TASK DIRECTIONS:
Copy all of the material below word for word, but leave the pictures out.

(Dataset material about object locations)
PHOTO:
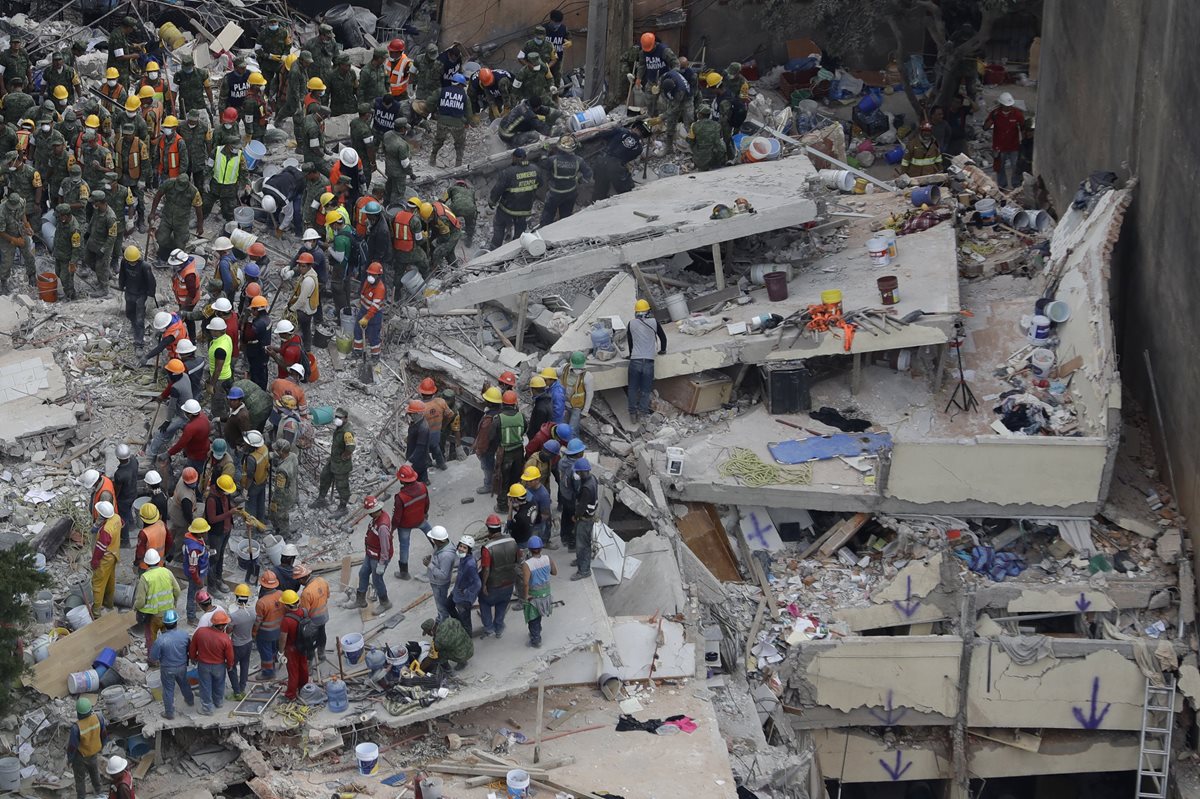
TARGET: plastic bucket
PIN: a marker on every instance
(777, 286)
(840, 179)
(887, 286)
(352, 647)
(677, 306)
(369, 757)
(927, 196)
(517, 782)
(877, 250)
(48, 287)
(589, 118)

FINISHED EXERCISE:
PHOTO:
TARGET: plastic bucket
PIN: a marker on every instance
(777, 286)
(840, 179)
(887, 286)
(352, 647)
(677, 306)
(369, 757)
(927, 196)
(517, 782)
(877, 250)
(48, 287)
(589, 118)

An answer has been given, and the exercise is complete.